Passage to read:
Updated: Nov 4
The Basics of Masking and Why Neurodivergent Individuals Should Be Encouraged to Stop
Masking is a term that describes the behavior of neurodivergent individuals who, either deliberately or subconsciously, try to hide or suppress their natural tendencies and reactions to fit in with the neurotypical majority of society. Neurodivergence refers to the variation in the human brain that causes differences in cognition, emotion, and perception, such as autism, ADHD, dyslexia, Tourette’s, and others. Neurotypical refers to people who do not have any neurodivergent conditions and follow the conventional norms and expectations of society.
Masking can have negative effects on the well-being and self-esteem of neurodivergent individuals, as well as prevent them from getting the support and understanding they need. In this article, we will explore what masking is, why people do it, and why it should be discouraged.
Unmasking Neurodivergent Masking
Masking can be divided into two main components: mimicking and camouflaging.
Mimicking involves learning and copying the social behaviors of neurotypical people, such as eye contact, facial expressions, gestures, tone of voice, and conversational skills. Mimicking can help neurodivergent individuals blend in with their peers, avoid bullying or rejection, and achieve their goals in school or work.
Camouflaging involves hiding or suppressing the discomforts and reactions that neurodivergent individuals experience due to their sensory sensitivities, emotional regulation difficulties, or cognitive differences. Camouflaging can help neurodivergent individuals avoid negative judgments, criticism, or stigma from others who may not understand their challenges or needs.
Masking can be a conscious choice or a subconscious habit that neurodivergent individuals develop over time. Some people may start masking at an early age, and others may discover their neurodivergence later in life and realize that they have been masking all along. Some people may mask more frequently or effectively than others, depending on their personality, environment, and level of awareness.
Neurodivergent Masking Challenges
Masking can have several negative consequences for neurodivergent individuals, such as:
Exhaustion: Masking requires a lot of mental and emotional effort that can drain the energy and resources of neurodivergent individuals. Many people report feeling tired, stressed, or burned out after a period of masking. They may need to recover by spending time alone or engaging in activities that soothe them.

Stored data entries:
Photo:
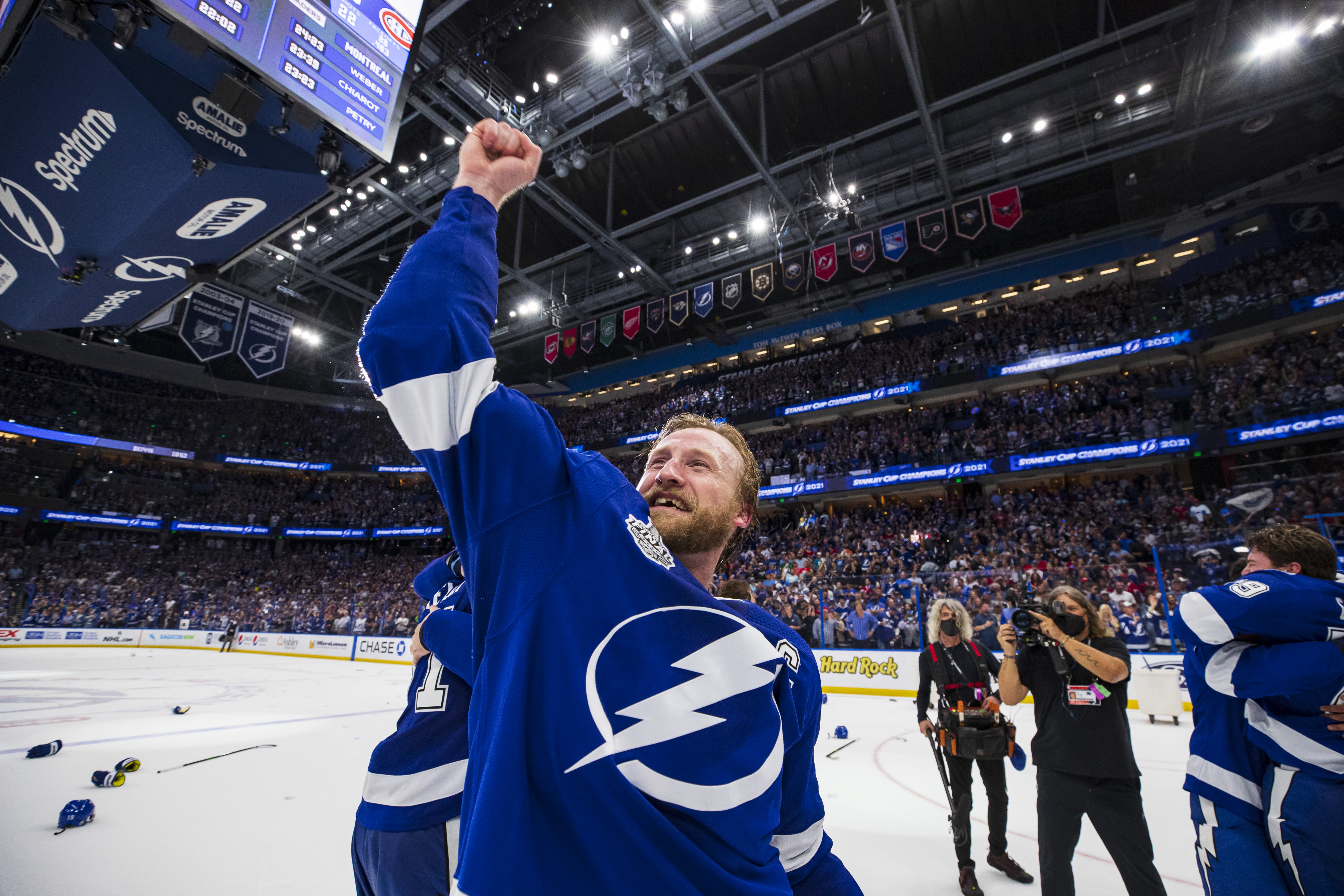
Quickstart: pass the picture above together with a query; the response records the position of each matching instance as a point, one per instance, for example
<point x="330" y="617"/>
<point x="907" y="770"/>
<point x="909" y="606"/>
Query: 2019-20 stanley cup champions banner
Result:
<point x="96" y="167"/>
--
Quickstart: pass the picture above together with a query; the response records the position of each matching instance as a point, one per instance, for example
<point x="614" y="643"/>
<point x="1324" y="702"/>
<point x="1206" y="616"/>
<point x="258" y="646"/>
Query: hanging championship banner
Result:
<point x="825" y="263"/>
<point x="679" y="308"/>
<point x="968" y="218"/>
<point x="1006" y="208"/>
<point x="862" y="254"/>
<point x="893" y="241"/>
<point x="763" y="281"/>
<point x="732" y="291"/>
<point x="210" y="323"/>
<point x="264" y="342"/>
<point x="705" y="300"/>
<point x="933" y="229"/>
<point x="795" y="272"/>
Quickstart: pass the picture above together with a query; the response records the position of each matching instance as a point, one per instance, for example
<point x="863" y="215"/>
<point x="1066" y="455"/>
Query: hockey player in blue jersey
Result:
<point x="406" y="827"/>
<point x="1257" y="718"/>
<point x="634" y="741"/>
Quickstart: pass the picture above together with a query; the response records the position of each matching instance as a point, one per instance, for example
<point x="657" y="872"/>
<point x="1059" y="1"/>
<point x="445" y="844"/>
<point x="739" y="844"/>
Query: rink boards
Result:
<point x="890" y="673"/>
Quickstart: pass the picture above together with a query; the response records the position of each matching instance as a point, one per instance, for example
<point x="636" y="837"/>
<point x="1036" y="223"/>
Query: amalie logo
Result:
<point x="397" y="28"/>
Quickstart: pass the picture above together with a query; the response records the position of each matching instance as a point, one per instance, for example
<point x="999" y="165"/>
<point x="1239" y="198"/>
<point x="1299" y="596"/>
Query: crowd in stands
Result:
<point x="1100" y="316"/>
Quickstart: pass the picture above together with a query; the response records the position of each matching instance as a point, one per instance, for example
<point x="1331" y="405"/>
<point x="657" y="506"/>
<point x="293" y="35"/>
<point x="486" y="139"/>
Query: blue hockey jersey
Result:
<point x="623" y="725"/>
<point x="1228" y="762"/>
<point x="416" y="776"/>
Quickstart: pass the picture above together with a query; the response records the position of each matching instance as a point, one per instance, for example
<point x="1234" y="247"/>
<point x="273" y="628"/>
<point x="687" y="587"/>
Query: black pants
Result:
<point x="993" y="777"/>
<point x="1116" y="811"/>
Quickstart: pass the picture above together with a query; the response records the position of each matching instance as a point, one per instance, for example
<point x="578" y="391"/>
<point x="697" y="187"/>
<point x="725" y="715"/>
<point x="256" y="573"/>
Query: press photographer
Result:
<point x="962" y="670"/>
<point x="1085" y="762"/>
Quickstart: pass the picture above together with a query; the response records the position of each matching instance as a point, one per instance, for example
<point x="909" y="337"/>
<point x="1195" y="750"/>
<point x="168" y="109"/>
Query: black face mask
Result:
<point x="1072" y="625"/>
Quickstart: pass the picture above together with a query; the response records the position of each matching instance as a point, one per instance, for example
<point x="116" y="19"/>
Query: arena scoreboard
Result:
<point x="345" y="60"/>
--
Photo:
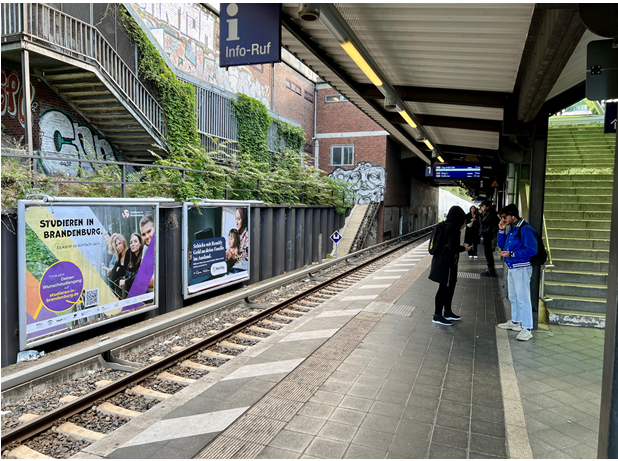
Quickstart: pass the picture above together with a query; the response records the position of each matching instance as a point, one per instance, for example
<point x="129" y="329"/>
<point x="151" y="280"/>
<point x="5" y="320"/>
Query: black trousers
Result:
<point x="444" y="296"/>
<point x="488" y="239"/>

What to produce:
Decide whether each statement agrees with the article on masking, answering yes or no and quoting the deciding words of the article:
1. Masking is described as something neurodivergent individuals do only on purpose.
2. Mimicking includes copying eye contact and tone of voice.
3. After a period of masking, some people may need to recover by spending time alone.
Draw only on the article on masking for this work.

Expected answer:
1. No: "either deliberately or subconsciously"
2. Yes: "such as eye contact, facial expressions, gestures, tone of voice, and conversational skills"
3. Yes: "They may need to recover by spending time alone or engaging in activities that soothe them."